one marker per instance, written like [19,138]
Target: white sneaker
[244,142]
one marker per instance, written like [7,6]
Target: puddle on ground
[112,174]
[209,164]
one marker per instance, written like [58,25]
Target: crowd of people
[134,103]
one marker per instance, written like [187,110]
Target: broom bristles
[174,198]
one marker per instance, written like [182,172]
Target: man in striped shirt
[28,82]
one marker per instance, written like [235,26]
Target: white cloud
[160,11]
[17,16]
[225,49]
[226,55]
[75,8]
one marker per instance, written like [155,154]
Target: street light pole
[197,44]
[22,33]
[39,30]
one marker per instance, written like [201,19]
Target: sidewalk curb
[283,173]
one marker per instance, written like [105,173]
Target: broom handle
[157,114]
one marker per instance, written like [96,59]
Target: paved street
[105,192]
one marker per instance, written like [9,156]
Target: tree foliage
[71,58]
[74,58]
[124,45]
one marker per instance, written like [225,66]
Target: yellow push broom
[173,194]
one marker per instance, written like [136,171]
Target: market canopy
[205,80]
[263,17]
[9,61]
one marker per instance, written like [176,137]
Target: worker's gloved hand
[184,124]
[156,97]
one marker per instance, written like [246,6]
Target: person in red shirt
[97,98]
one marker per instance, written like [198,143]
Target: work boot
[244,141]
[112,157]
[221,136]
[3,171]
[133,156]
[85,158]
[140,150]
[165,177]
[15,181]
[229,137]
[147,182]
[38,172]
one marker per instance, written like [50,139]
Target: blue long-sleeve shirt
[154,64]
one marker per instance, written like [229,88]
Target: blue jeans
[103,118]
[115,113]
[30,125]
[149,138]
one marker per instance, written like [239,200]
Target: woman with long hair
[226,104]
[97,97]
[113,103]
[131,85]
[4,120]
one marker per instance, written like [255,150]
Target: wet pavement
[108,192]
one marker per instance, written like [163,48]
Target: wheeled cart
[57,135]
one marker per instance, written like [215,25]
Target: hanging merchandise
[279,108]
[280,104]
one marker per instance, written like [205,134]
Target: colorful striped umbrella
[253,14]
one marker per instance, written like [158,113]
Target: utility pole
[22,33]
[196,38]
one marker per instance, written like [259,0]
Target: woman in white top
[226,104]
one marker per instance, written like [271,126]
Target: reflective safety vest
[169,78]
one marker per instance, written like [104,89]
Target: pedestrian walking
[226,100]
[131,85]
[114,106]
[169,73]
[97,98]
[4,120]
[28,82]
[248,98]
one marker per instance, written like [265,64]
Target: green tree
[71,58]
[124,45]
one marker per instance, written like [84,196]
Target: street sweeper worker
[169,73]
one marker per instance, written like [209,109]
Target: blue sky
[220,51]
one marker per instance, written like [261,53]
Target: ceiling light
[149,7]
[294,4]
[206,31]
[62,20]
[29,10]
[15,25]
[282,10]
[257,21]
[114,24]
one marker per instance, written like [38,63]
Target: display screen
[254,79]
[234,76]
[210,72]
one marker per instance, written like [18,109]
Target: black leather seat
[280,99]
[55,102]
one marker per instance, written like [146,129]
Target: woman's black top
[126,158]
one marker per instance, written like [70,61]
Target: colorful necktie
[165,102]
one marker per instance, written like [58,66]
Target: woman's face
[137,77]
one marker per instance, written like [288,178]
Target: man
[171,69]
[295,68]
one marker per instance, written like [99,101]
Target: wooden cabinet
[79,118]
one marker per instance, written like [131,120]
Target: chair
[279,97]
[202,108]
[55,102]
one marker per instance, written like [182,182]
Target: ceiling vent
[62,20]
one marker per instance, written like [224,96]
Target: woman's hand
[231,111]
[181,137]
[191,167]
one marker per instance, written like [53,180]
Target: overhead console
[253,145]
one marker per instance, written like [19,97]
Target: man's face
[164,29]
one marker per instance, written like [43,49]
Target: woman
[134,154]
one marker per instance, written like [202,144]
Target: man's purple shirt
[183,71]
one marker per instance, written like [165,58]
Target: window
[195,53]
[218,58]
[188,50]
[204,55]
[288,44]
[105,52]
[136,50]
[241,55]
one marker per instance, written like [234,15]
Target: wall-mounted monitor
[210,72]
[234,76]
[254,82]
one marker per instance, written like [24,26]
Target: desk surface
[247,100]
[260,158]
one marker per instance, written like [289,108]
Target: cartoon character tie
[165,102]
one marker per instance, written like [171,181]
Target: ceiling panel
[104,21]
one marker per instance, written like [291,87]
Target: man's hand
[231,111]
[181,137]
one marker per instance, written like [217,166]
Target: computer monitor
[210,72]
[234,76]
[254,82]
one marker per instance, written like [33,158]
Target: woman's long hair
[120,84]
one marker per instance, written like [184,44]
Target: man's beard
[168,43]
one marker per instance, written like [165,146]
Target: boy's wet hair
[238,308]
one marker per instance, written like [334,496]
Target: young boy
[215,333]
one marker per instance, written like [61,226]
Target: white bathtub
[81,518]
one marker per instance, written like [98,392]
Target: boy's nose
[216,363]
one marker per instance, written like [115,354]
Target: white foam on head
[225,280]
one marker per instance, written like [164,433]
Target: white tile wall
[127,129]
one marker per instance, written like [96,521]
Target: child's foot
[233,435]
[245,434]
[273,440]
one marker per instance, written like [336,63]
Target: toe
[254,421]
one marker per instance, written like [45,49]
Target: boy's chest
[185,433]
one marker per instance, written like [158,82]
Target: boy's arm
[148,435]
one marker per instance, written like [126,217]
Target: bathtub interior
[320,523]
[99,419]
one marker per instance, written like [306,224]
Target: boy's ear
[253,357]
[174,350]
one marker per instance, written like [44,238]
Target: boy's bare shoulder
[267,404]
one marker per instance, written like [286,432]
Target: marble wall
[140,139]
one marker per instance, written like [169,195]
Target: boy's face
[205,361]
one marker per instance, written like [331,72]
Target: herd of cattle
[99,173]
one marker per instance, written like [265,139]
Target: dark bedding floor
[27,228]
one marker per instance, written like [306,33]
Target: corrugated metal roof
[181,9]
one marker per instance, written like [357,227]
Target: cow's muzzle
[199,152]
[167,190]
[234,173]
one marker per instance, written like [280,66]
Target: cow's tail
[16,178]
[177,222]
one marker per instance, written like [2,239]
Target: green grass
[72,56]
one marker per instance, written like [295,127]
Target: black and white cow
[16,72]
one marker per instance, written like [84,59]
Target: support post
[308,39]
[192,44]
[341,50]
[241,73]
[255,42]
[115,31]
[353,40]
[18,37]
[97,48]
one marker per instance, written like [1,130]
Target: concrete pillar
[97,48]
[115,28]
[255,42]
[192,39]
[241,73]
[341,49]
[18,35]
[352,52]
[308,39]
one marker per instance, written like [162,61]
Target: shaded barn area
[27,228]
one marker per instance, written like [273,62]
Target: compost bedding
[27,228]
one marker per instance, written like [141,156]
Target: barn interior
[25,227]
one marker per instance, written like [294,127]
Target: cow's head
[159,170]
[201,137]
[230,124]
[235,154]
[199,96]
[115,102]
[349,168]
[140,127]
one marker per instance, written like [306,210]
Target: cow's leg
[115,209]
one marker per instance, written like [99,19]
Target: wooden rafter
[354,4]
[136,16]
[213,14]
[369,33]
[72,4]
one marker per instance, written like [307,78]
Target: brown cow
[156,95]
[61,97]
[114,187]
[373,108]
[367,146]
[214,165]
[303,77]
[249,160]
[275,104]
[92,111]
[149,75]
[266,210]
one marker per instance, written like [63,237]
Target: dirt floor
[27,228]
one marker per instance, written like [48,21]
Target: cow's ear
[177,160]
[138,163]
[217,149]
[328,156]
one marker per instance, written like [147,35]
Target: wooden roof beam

══════════════════════════════

• [What the task requires] Give back precisely the lines above that start at the line containing "Target: woman's long hair" and end at the line containing "one marker per instance, written like [44,238]", inclusive. No other lines belong in the output.

• [Task output]
Target: woman's long hair
[120,84]
one marker per instance, written like [184,44]
Target: man's beard
[168,43]
one marker per instance, written like [165,146]
Target: boy's wet hair
[238,308]
one marker per instance, written like [334,496]
Target: young boy
[215,333]
one marker per instance, written like [61,226]
Target: white bathtub
[81,518]
one marker per instance, written like [98,392]
Target: boy's nose
[216,363]
one marker per instance, written like [115,354]
Target: white foam on head
[225,280]
one marker per instance, written like [164,433]
Target: white tile wall
[127,129]
one marker per instance, written like [96,521]
Target: child's foot
[233,435]
[245,434]
[273,440]
one marker per instance, written like [336,63]
Target: toe
[254,421]
one marker per instance, written like [45,49]
Target: boy's chest
[185,433]
one marker per instance, written like [158,82]
Target: boy's arm
[148,435]
one marker per instance, written like [126,217]
Target: bathtub interior
[320,523]
[99,419]
one marker per instance, written like [306,224]
Target: boy's ear
[253,357]
[174,350]
one marker per instance, written like [44,238]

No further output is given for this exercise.